▸ Work required: Please gather every line in the rows below that contains the string "target". Case counts.

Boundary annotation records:
----------

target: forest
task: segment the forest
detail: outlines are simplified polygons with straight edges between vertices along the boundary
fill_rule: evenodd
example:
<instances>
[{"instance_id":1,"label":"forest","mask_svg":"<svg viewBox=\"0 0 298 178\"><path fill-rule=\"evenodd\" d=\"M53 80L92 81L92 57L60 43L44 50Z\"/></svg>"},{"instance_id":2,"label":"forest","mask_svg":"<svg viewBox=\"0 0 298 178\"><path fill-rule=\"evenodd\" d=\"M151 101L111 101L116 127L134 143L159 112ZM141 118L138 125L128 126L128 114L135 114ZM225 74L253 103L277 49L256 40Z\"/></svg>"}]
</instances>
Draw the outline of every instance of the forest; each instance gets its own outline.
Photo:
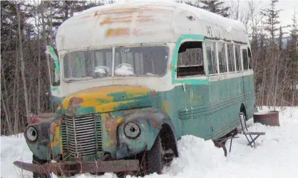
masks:
<instances>
[{"instance_id":1,"label":"forest","mask_svg":"<svg viewBox=\"0 0 298 178\"><path fill-rule=\"evenodd\" d=\"M245 1L245 9L240 9L240 0L175 1L242 22L252 47L256 104L298 106L296 12L292 23L283 26L279 19L283 9L277 0L266 8L261 7L262 1ZM45 50L46 45L55 46L60 24L85 9L113 3L116 1L1 1L1 135L21 133L29 116L51 112Z\"/></svg>"}]
</instances>

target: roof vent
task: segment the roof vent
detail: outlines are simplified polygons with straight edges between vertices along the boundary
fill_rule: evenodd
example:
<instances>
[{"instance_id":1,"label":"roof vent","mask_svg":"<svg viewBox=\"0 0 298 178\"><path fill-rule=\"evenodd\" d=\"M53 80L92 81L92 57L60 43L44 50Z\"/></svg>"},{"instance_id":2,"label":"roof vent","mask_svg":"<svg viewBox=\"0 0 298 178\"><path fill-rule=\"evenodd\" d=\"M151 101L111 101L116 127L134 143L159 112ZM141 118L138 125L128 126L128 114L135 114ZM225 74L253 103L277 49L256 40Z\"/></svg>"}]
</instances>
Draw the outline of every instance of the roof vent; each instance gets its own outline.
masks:
<instances>
[{"instance_id":1,"label":"roof vent","mask_svg":"<svg viewBox=\"0 0 298 178\"><path fill-rule=\"evenodd\" d=\"M195 18L192 16L186 16L186 18L187 18L188 20L190 21L195 21Z\"/></svg>"}]
</instances>

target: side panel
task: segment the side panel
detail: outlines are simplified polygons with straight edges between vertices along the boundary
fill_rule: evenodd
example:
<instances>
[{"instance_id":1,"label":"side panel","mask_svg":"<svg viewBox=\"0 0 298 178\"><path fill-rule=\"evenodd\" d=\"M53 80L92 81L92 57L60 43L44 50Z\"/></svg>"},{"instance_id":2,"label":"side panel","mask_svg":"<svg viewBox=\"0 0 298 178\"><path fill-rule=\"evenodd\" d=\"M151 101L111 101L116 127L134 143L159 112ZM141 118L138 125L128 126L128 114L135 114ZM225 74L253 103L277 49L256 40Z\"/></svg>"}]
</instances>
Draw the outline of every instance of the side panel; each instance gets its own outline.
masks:
<instances>
[{"instance_id":1,"label":"side panel","mask_svg":"<svg viewBox=\"0 0 298 178\"><path fill-rule=\"evenodd\" d=\"M172 119L178 139L185 135L211 138L208 89L207 85L185 84L158 92L160 107Z\"/></svg>"},{"instance_id":2,"label":"side panel","mask_svg":"<svg viewBox=\"0 0 298 178\"><path fill-rule=\"evenodd\" d=\"M245 103L242 77L211 82L210 95L213 138L218 138L239 124L240 106Z\"/></svg>"},{"instance_id":3,"label":"side panel","mask_svg":"<svg viewBox=\"0 0 298 178\"><path fill-rule=\"evenodd\" d=\"M244 77L245 84L245 108L247 119L252 118L254 112L257 111L255 107L255 83L254 75L247 75Z\"/></svg>"}]
</instances>

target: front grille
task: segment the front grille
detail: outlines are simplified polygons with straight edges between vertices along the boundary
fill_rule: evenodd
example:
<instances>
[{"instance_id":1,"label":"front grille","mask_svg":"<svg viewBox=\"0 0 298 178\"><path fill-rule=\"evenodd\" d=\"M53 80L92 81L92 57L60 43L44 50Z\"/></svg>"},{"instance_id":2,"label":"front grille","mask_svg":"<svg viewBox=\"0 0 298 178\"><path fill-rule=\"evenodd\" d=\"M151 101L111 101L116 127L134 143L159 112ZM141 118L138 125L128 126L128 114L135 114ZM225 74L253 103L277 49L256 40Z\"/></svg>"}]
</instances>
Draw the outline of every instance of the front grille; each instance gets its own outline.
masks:
<instances>
[{"instance_id":1,"label":"front grille","mask_svg":"<svg viewBox=\"0 0 298 178\"><path fill-rule=\"evenodd\" d=\"M95 121L94 115L66 116L61 126L63 153L78 157L101 151L101 122Z\"/></svg>"}]
</instances>

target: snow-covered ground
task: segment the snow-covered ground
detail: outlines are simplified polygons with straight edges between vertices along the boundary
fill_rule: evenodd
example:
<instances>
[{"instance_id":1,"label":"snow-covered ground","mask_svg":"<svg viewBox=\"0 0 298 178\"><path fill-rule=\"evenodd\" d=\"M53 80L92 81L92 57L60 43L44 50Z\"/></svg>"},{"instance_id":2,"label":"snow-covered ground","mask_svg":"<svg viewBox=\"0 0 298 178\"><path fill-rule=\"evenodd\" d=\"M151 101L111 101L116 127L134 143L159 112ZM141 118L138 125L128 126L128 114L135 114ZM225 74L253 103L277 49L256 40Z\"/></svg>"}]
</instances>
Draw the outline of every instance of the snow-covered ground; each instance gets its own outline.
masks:
<instances>
[{"instance_id":1,"label":"snow-covered ground","mask_svg":"<svg viewBox=\"0 0 298 178\"><path fill-rule=\"evenodd\" d=\"M280 111L280 109L279 109ZM255 148L247 146L245 136L233 140L232 152L225 157L222 149L211 140L186 135L178 142L180 157L173 162L164 174L153 174L145 178L156 177L298 177L298 108L287 108L279 113L280 127L264 126L249 121L249 129L264 131L257 140ZM14 166L15 160L31 162L31 152L24 138L1 138L1 177L31 177L31 174ZM227 142L227 148L230 142ZM112 178L89 174L76 178ZM128 177L129 178L129 177Z\"/></svg>"}]
</instances>

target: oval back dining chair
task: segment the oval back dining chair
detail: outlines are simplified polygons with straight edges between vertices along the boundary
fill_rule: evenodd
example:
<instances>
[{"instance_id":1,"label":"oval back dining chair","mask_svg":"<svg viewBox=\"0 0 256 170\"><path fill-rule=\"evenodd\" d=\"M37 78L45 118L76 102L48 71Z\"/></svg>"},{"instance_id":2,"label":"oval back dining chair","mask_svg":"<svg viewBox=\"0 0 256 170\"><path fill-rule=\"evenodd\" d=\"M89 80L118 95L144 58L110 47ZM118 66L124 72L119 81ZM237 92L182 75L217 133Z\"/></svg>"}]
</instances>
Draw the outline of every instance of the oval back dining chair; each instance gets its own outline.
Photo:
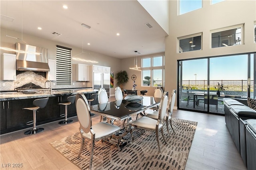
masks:
<instances>
[{"instance_id":1,"label":"oval back dining chair","mask_svg":"<svg viewBox=\"0 0 256 170\"><path fill-rule=\"evenodd\" d=\"M99 103L105 103L108 102L108 94L105 89L101 88L98 92L98 99Z\"/></svg>"},{"instance_id":2,"label":"oval back dining chair","mask_svg":"<svg viewBox=\"0 0 256 170\"><path fill-rule=\"evenodd\" d=\"M168 109L168 113L166 114L165 121L166 124L166 128L167 129L167 132L168 135L170 136L170 132L169 131L169 125L168 122L170 122L170 124L171 125L171 127L172 131L174 133L174 129L172 127L172 111L173 111L173 108L174 107L174 103L175 103L175 100L176 99L176 93L172 93L171 95L171 97L170 99L170 101L169 102L169 107Z\"/></svg>"},{"instance_id":3,"label":"oval back dining chair","mask_svg":"<svg viewBox=\"0 0 256 170\"><path fill-rule=\"evenodd\" d=\"M81 147L77 158L79 158L82 151L84 139L90 141L91 148L89 164L89 169L90 170L92 165L93 151L95 142L115 134L119 131L120 128L105 122L100 122L92 126L89 104L85 96L82 93L77 94L76 96L76 108L80 125L79 130L82 138ZM120 139L118 139L118 142L120 142L119 140Z\"/></svg>"},{"instance_id":4,"label":"oval back dining chair","mask_svg":"<svg viewBox=\"0 0 256 170\"><path fill-rule=\"evenodd\" d=\"M123 93L121 88L119 87L117 87L115 90L115 99L116 100L122 100L123 99Z\"/></svg>"}]
</instances>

----------

▸ Answer below:
target: forest
target: roof vent
target: side panel
target: front grille
target: snow-covered ground
target: oval back dining chair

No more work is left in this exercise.